Transcribe the listing below word for word but skip its images.

##### DATA SECTION #####

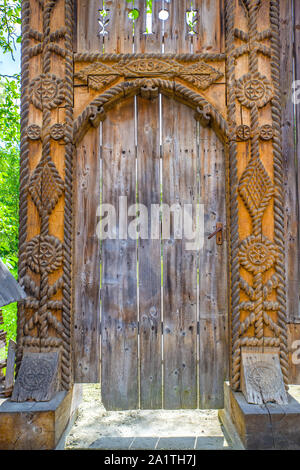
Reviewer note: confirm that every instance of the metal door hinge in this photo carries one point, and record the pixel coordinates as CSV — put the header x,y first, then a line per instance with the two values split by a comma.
x,y
218,233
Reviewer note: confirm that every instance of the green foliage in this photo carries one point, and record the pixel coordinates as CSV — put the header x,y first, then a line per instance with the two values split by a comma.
x,y
9,169
9,153
10,20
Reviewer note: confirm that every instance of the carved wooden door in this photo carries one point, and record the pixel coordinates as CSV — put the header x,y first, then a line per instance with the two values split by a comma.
x,y
160,105
156,309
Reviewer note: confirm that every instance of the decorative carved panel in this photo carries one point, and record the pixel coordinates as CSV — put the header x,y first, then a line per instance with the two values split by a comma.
x,y
246,114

#####

» **RESPONSE BOX**
Reviewer note: confirm that every instance of the metal door hinge in this photo carries one point, and record the pixel coordinates as CSV — put the header x,y first, then a line per instance with the two values split by a comma.
x,y
218,233
Reviewer note: confirm that every instance of the green foliage in this photo carries one point, and record the pixel coordinates as CSV — put the header x,y first, then a line per instance with the two values split by a comma.
x,y
9,169
9,153
10,20
Reviewer note: confirm that every instance of the carved wooden door in this photo carries one point, and record the pixel coordinates as CSV — put the header x,y first, then a line per instance with the two values split by a comma.
x,y
160,105
156,309
Reviewer note: confirm that every instance of the decorative carved panel in this photo carries one point, and record the pixel coordinates as CSV — put the header x,y first, then a line per instance with the two values split by a comma.
x,y
246,114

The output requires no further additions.